<<<<

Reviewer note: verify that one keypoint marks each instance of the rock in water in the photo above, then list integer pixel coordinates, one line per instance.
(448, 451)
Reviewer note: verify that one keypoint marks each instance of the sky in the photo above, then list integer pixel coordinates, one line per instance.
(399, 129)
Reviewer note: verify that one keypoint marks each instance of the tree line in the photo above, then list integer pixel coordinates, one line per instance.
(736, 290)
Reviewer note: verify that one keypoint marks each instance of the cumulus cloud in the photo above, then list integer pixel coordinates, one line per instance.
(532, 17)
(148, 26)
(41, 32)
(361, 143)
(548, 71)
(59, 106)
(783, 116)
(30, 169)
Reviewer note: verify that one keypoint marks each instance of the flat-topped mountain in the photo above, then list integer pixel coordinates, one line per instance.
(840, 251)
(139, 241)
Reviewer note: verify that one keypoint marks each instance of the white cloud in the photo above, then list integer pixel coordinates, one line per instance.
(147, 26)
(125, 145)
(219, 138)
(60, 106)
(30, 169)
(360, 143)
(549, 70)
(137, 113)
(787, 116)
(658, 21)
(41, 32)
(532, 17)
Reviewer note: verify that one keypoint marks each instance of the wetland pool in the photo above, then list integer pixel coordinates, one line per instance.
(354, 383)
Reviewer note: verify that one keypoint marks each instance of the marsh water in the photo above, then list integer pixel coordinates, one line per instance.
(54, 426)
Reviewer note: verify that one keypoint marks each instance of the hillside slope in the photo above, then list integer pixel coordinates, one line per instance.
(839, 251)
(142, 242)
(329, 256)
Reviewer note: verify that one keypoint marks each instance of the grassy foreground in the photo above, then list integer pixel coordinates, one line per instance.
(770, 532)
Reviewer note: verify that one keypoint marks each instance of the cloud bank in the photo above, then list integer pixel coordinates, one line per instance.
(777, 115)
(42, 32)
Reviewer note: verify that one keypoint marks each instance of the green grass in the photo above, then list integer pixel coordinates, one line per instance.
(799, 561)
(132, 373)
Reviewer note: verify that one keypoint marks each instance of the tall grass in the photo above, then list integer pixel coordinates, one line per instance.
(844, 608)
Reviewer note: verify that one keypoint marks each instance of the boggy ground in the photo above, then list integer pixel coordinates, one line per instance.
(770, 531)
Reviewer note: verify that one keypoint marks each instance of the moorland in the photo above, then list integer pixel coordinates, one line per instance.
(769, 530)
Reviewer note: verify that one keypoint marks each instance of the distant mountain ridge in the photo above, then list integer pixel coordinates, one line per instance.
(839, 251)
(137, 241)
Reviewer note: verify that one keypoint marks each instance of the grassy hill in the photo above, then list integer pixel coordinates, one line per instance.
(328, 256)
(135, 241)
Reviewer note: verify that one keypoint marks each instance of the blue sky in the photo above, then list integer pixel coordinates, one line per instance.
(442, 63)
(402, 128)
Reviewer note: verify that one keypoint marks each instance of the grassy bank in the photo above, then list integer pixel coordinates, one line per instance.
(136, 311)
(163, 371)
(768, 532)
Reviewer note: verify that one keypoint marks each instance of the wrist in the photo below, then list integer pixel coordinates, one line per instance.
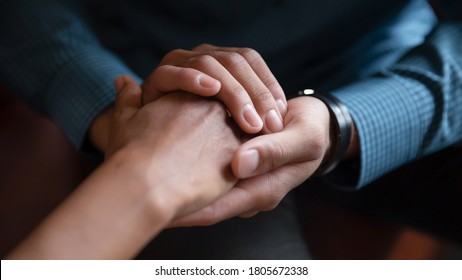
(341, 129)
(98, 132)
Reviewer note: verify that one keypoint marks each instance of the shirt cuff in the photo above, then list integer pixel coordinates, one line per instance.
(82, 89)
(387, 115)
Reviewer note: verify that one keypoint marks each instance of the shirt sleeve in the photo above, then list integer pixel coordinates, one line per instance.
(410, 109)
(51, 59)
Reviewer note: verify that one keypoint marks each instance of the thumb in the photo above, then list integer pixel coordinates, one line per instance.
(268, 152)
(128, 99)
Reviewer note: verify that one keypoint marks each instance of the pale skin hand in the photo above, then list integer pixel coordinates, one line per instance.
(243, 82)
(239, 77)
(272, 165)
(140, 189)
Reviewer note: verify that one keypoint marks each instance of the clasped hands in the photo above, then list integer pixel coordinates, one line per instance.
(177, 124)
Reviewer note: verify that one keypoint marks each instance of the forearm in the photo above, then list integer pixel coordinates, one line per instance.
(110, 216)
(54, 61)
(410, 109)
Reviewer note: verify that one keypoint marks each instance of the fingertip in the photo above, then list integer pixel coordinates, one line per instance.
(245, 164)
(282, 107)
(251, 118)
(209, 83)
(273, 121)
(119, 83)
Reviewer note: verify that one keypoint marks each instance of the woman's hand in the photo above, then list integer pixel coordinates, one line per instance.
(182, 144)
(239, 77)
(270, 166)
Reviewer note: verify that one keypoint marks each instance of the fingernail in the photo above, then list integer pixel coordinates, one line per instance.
(273, 121)
(120, 82)
(208, 82)
(281, 106)
(251, 116)
(248, 163)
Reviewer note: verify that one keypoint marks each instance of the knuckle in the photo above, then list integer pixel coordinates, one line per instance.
(271, 83)
(250, 54)
(185, 75)
(274, 155)
(234, 60)
(203, 46)
(173, 55)
(318, 140)
(202, 61)
(272, 202)
(261, 95)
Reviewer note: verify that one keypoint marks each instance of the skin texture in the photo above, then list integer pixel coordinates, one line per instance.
(151, 176)
(273, 162)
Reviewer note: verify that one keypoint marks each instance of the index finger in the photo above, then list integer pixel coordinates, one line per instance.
(259, 66)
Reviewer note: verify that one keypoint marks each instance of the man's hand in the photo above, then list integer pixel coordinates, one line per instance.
(237, 76)
(272, 165)
(181, 145)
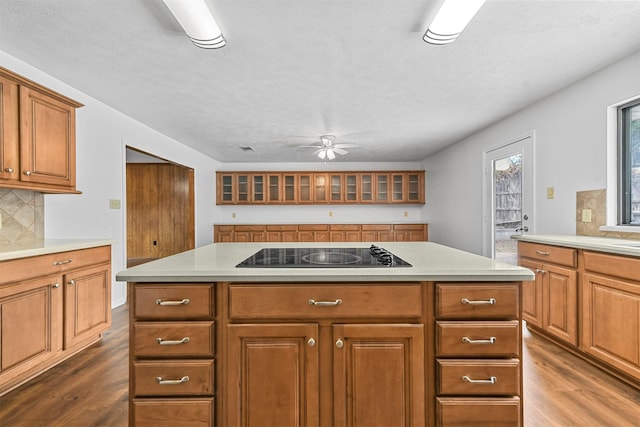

>>>>

Leaving out the pictures, output each line above exactly as it is.

RESPONSE BOX:
Reviewer note: verify that one keypoint marks each instance of the rock in water in the photo above, then list integer pixel coordinates, one line per instance.
(448, 451)
Reviewer note: verify that one keypoint marks each instance of the sky in the photo above, then list integer pixel coordinates, one line per instance.
(399, 129)
Reviewer note: verify that one keypoint marks each instance of the tree line in the photo above, then list integer pixel coordinates, one line per instance.
(736, 290)
Reviewer note: verify that one keypoint marks each instance of the cumulus cloud in the photo above, then list integer pixel coordinates, one line per instance.
(532, 17)
(148, 26)
(41, 32)
(361, 143)
(548, 71)
(59, 106)
(783, 116)
(30, 169)
Reviewer note: verify that one keypoint marks each instance of the flat-topped mountain in the photo above, then list integer pixel coordinates, one line per instance.
(840, 251)
(139, 241)
Reviewer note: verify that one keypoint marks each instance of the white cloud in the photo above, then list integer pixel coordinates, one line per instance.
(147, 26)
(125, 145)
(219, 138)
(60, 106)
(30, 169)
(360, 143)
(549, 70)
(137, 113)
(787, 116)
(658, 21)
(41, 32)
(532, 17)
Reviewer note: verify that one keypoint marks each instance of the wetland pool in the photo above, then list integer pixel coordinates, one line per instance.
(354, 383)
Reviewer note: verify that one keypoint marks each instance of the marsh water in the photo above, then list integer pixel coordinates, one line per instance.
(54, 426)
Reviewer note: verify that one keypoint marks each instance of the hillside slope in the photo above, then list integer pixel coordinates, one line per instance.
(839, 251)
(142, 242)
(329, 256)
Reviewer note: verify that one keypoint marks each instance of the grassy foreground in the photo above, then list integer pixel coordinates, one line per instance.
(770, 532)
Reviewer note: verify that one keypoint marks each instance of the cloud bank in the photo above, then list integer pixel coordinates, one line per instance.
(777, 115)
(42, 32)
Reviewer note: verify that one keypoint marks each instance of the green grass in the photo above, then list integer pixel coordinates, one line per instance.
(799, 561)
(132, 373)
Reviewer note: verify that one keypoint marks each instance of the tall grass in the photo above, then list integer pixel coordinates, one line per instance.
(844, 608)
Reviewer note: verify that one keypoint marks each instance of the boggy ground in the photo above, then list integer pixel coordinates, one line per instance.
(770, 531)
Reviewer note: verify that one keypoint marks each instance of the moorland in the photo above, then list integer pixel coordinates, one line per instance.
(769, 530)
Reviewer note: verify that one keypoint marks each instance of the distant mountain ridge in the photo above, then list integer pixel coordinates, one line per instance.
(839, 251)
(137, 241)
Reviewer note: verify that one keypoint marks each instance of the grassy hill in the photo above, then list integer pixel coordinates, one line per instance.
(328, 256)
(135, 241)
Reviewer note: verify that one keypoint marks each instance of the blue sky in the photo above, then list integer pixel coordinates, one line per instance.
(442, 63)
(402, 128)
Reviewer note: verify that one keypoint marks each instance of the grassy bank in the photo above, then list integer pixel coordinates, one line per instance.
(136, 311)
(163, 371)
(768, 532)
Reviewer note: verify that one keypoint marks each instance of the wrist in the photo below, then list integer pixel coordinates, one line per instance.
(341, 129)
(98, 132)
Reviewer note: verify that one keypoint marks each instance of the shirt cuff in the photo above, then list integer pixel coordinates, one line per instance.
(82, 89)
(387, 115)
Reviewer note: verify that one keypoint marks each instance of the shirt sleeve in the photo above, then list integer pixel coordinates, one line per instance.
(410, 109)
(51, 59)
Reviewer note: verify that one keypoint marks each instance of the thumb in the photo above, then list integer pixel coordinates, one line per instance.
(268, 152)
(128, 99)
Reviewer note: verify that one keypoint marks each instance of the pale skin hand in the photo above, then list integer pixel coordinates, one line per instance.
(243, 82)
(239, 77)
(272, 165)
(140, 189)
Reviewer note: verify that one keypoint marks each instance of the clasped hands in the photo above, then list integer pixel coordinates, one line per instance.
(177, 124)
Reviewer note: verify that one keypoint marks each instance of the forearm in the photo above, then list integer pixel coordinates, one line per instance.
(110, 216)
(54, 61)
(410, 109)
Reviewer note: verify that one keypoint marks each instance of the fingertip in the photo above, then list integer pixel coordinates, one line per instance.
(245, 164)
(282, 107)
(251, 118)
(209, 83)
(273, 121)
(119, 83)
Reviewer note: verify that one keypoint marks each instance of the woman's hand in the photo above, then list integer pixel coordinates, one line per instance.
(182, 144)
(239, 77)
(270, 166)
Reviewer note: verify that one keypoint marks each instance of the fingernail in the photo above, then list integer pixel coordinates, one line per instance.
(273, 121)
(120, 82)
(208, 82)
(281, 106)
(251, 116)
(248, 163)
Reviewer note: verify that one keypoint marks each instance of the knuckle in the photo above, then list integer pixel coordinates, one line per instance.
(271, 83)
(250, 54)
(185, 75)
(274, 155)
(234, 60)
(203, 46)
(173, 55)
(318, 140)
(202, 61)
(272, 202)
(261, 95)
Reviewer note: verify that one keypoint marks each instance of the skin texture in the photo above, then list integer pixel coordinates, one line per instance.
(151, 176)
(273, 162)
Reviewer note: verify that one keypoint marks each instance of the index finger in the photo above, then list integer pixel coordinates, one line per instance.
(259, 66)
Reviewer note: verify that one keypoint marks each instance of the man's hand in the photo above, then list integer pixel coordinates, one line per instance.
(237, 76)
(272, 165)
(181, 145)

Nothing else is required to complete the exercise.